**What you have to do**
Please reproduce each of the following entries exactly.

**Information**
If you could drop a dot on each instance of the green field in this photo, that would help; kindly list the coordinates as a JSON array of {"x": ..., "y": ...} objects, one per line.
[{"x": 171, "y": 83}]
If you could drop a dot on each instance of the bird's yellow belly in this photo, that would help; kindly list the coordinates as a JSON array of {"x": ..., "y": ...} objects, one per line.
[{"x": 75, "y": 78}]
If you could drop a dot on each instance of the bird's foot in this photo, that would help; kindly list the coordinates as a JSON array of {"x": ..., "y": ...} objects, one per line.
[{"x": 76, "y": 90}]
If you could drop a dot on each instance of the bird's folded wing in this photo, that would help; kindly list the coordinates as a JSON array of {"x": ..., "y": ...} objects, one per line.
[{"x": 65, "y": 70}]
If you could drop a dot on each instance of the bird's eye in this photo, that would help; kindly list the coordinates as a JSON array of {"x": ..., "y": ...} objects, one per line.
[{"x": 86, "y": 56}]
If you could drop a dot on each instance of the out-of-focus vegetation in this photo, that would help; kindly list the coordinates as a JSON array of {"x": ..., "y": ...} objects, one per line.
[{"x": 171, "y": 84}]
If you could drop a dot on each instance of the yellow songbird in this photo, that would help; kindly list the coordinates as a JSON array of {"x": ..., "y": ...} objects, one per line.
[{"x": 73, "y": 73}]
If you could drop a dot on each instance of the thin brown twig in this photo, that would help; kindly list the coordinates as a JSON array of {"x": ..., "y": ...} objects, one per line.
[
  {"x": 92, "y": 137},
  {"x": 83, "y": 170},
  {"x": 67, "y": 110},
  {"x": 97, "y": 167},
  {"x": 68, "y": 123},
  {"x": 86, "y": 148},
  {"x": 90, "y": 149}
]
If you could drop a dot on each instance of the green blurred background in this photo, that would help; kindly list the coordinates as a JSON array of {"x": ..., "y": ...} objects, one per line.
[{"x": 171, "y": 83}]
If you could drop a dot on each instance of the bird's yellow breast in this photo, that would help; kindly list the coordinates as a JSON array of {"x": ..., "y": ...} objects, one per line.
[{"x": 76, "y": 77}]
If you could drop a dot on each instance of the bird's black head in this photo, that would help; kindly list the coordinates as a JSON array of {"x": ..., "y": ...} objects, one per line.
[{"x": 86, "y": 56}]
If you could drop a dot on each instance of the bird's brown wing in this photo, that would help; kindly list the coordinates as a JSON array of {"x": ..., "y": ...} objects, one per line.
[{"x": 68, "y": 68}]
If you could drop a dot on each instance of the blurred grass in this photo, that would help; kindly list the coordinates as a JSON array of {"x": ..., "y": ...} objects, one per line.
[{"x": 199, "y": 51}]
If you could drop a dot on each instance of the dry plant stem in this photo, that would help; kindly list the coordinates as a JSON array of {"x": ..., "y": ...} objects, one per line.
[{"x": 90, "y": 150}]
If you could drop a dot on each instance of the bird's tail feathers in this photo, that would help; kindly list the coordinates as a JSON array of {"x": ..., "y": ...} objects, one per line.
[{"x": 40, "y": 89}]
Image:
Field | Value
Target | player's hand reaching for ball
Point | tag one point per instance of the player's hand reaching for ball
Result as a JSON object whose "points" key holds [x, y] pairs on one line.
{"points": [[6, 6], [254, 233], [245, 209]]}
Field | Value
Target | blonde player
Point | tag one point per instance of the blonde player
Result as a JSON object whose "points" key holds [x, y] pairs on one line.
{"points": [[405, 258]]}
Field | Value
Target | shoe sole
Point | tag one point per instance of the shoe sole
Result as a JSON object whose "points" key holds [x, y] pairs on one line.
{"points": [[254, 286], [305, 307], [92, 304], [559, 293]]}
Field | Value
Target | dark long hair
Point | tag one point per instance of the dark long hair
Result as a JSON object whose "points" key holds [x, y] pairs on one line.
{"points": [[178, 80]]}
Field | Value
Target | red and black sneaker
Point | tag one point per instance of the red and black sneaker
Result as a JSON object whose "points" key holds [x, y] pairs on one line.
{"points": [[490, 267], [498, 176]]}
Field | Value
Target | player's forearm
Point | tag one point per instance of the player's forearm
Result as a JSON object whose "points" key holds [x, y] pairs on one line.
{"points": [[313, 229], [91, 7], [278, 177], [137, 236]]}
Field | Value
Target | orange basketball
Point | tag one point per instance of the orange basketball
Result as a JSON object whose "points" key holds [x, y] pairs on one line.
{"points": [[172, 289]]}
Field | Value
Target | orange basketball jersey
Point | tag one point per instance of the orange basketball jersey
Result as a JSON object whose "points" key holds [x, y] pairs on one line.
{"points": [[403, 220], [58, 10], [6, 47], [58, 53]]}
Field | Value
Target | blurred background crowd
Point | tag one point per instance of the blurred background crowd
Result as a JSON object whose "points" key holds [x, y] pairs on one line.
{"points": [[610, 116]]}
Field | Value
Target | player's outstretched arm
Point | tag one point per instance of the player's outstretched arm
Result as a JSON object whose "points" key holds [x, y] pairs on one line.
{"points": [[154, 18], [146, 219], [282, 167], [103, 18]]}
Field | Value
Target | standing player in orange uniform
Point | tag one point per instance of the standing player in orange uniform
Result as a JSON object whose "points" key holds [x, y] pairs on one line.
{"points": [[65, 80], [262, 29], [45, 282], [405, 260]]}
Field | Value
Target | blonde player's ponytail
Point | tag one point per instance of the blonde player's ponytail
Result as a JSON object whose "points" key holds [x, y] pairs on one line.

**Output of the exercise**
If you could drop a dot on each instance of the green field in this photo, that would help; kindly list the coordinates as a JSON array of {"x": ..., "y": ...} objects, one per line.
[{"x": 171, "y": 83}]
If you could drop a dot on each instance of the bird's yellow belly in this photo, that would help; kindly list the coordinates as a JSON array of {"x": ..., "y": ...} objects, one per line.
[{"x": 75, "y": 78}]
If you could drop a dot on each instance of the bird's foot in this photo, that would help; kindly list the coordinates as a JSON array of {"x": ..., "y": ...} objects, one per line.
[{"x": 76, "y": 90}]
If you could drop a dot on each instance of the bird's folded wing in this photo, that would help; kindly list the coordinates as a JSON array of {"x": ..., "y": ...} objects, one per line.
[{"x": 65, "y": 70}]
If you could drop a dot on each instance of the bird's eye in this photo, that would help; kindly list the coordinates as a JSON array of {"x": ..., "y": ...} objects, one per line.
[{"x": 86, "y": 56}]
If you could drop a dot on each instance of the out-of-focus vegetation in this photo, that would help; kindly list the coordinates as a JSON array of {"x": ..., "y": ...} objects, one per line.
[{"x": 171, "y": 84}]
If you could drop a dot on each instance of the yellow songbird in this photo, that would help; kindly list the coordinates as a JSON array of {"x": ..., "y": ...} objects, one per line.
[{"x": 73, "y": 73}]
If you could drop a dot on each instance of the thin brown twig in this photo, that would help; kindly list the coordinates as a JSON array of {"x": ..., "y": ...} objects, one per line.
[
  {"x": 92, "y": 137},
  {"x": 83, "y": 170},
  {"x": 67, "y": 110},
  {"x": 97, "y": 167},
  {"x": 68, "y": 123},
  {"x": 86, "y": 148},
  {"x": 90, "y": 149}
]
If you could drop a dot on each instance of the green blurred background in this photo, that would help; kindly list the coordinates as a JSON array of {"x": ..., "y": ...} objects, one per line.
[{"x": 171, "y": 83}]
If you could drop a dot on each instance of the bird's yellow breast in this photo, that would help; kindly list the coordinates as a JSON array of {"x": ..., "y": ...} objects, one per line.
[{"x": 76, "y": 77}]
If you could drop a dot on each instance of the bird's black head in this photo, that would help; kindly list the coordinates as a JSON array of {"x": ..., "y": ...} objects, one per line.
[{"x": 86, "y": 56}]
If you could drop a dot on each instance of the bird's brown wing in this photo, that would help; kindly list the coordinates as a JSON array of {"x": ..., "y": ...} objects, one per line.
[{"x": 68, "y": 68}]
If you could drop a dot on each instance of the blurred grass in this photo, that would help; kindly list the coordinates as a JSON array of {"x": ..., "y": ...} objects, one per line.
[{"x": 199, "y": 51}]
If you could drop a dot on each instance of the dry plant stem in this photo, that would help; kindly list the coordinates as a JSON array of {"x": ..., "y": ...} objects, one per line.
[{"x": 90, "y": 150}]
If you could drop a dot on each instance of the bird's tail feathers in this photo, that would help; kindly list the coordinates as a JSON array of {"x": ..., "y": ...} objects, one per line.
[{"x": 40, "y": 89}]
Image:
Field | Value
Target | player's hand reaching for ball
Point | tag one point per instance of the player's hand reaching for ball
Result as a JSON object whose "points" key holds [x, y] pairs on one line.
{"points": [[6, 6], [254, 233], [245, 209]]}
Field | Value
Target | blonde player
Point | tag one point per instance of the blonde player
Result as a JSON object whose "points" key holds [x, y] pairs on one line.
{"points": [[405, 258]]}
Field | Value
Target | shoe sole
Point | tag one point per instance of the shoe sole
Result as a JSON object whose "points" key holds [x, y] pairs on one line.
{"points": [[254, 286], [305, 307], [92, 304], [559, 293]]}
Field | Value
Target | dark long hair
Point | tag one point per instance of the dark long hair
Result as a JSON object whose "points" key holds [x, y] pairs on one line.
{"points": [[178, 80]]}
Field | Value
Target | red and black sneaker
Point | tag one point per instance of the red and black sneaker
Result as a JSON object whose "points" key holds [x, y] pairs on one line.
{"points": [[490, 267], [498, 176]]}
Field | Value
Target | player's forearm
Point | tag one point per instance of the player's forearm
Result as a JSON object whose "points" key holds [x, y] pairs on one line.
{"points": [[313, 229], [91, 7], [278, 177], [137, 236]]}
Field | Value
Target | orange basketball
Point | tag one point per instance of the orange basketball
Result as a JSON object whose "points" key holds [x, y] pairs on one line.
{"points": [[172, 289]]}
Field | Value
Target | orange basketball jersey
Point | tag one point per instance of the orange basketball jersey
Result as a JSON object whose "points" key holds [x, y] pairs on one line.
{"points": [[403, 220], [58, 10], [6, 47], [58, 53]]}
Field | Value
Target | blurred background crowd
Point | tag one point per instance of the blurred background crowd
Result as a JSON object whose "points" key holds [x, y] pairs on one line.
{"points": [[610, 116]]}
Field | Value
Target | player's outstretched arm
Point | tag one point per instance of the player's outstretched arm
Result as a JSON object whose "points" key holds [x, y] pairs on one line.
{"points": [[154, 18], [146, 219], [282, 167], [103, 18]]}
Field | Value
Target | standing player in orange uniform
Point | tag one point per instance of the standing player in orange uniform
Result as a JSON object whose "points" key holds [x, y] pairs on one line.
{"points": [[65, 80], [262, 29], [45, 282], [405, 260]]}
Field | Value
Target | blonde player's ponytail
Point | tag one point per instance of the blonde player's ponytail
Result as a JSON object whose "points" key holds [x, y] pairs on one line.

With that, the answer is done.